**Problem requirements:** Can you set out the stretch of the items below, from the line containing "Kindly place a point on the woman's" through the end of the items, as a numbered list with any blank lines left out?

[Source data]
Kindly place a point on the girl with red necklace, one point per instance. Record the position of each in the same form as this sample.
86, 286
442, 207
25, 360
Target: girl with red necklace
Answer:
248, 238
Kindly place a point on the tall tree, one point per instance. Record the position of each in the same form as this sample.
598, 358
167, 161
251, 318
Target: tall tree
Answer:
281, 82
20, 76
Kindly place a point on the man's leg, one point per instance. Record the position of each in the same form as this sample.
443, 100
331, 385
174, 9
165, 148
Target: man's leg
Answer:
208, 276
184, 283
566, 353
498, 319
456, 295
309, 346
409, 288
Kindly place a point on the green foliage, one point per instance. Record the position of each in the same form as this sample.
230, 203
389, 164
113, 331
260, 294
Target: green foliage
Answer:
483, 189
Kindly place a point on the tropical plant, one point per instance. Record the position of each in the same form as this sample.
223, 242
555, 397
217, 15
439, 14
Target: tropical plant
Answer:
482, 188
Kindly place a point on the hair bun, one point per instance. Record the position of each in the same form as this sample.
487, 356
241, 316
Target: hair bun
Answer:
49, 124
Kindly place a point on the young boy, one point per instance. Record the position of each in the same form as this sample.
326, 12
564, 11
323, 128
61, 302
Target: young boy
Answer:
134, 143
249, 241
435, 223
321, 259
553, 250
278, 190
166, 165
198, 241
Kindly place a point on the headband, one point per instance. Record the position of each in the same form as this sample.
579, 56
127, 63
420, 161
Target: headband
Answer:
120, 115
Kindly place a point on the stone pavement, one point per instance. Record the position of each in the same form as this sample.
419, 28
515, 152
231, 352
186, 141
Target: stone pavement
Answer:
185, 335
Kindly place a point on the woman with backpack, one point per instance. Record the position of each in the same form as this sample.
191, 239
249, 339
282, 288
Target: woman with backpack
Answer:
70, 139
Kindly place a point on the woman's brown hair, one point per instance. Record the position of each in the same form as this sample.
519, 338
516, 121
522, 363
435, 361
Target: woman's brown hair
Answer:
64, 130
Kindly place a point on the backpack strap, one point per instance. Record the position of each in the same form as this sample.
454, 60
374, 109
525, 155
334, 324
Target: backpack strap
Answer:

**Exercise result:**
1. Kindly place a point on the woman's brown hair, one point per instance. Record the position of each in the same form as this sample.
2. 519, 338
3. 516, 121
4. 522, 363
5. 435, 361
6. Target: woman's brown hair
7. Answer:
8. 64, 130
9. Kindly place a point on the backpack strap, one point per instance. Record the position of each in the same form as this sample.
10. 454, 60
11. 374, 109
12. 525, 155
13. 334, 324
14. Target: backpack strap
15. Answer:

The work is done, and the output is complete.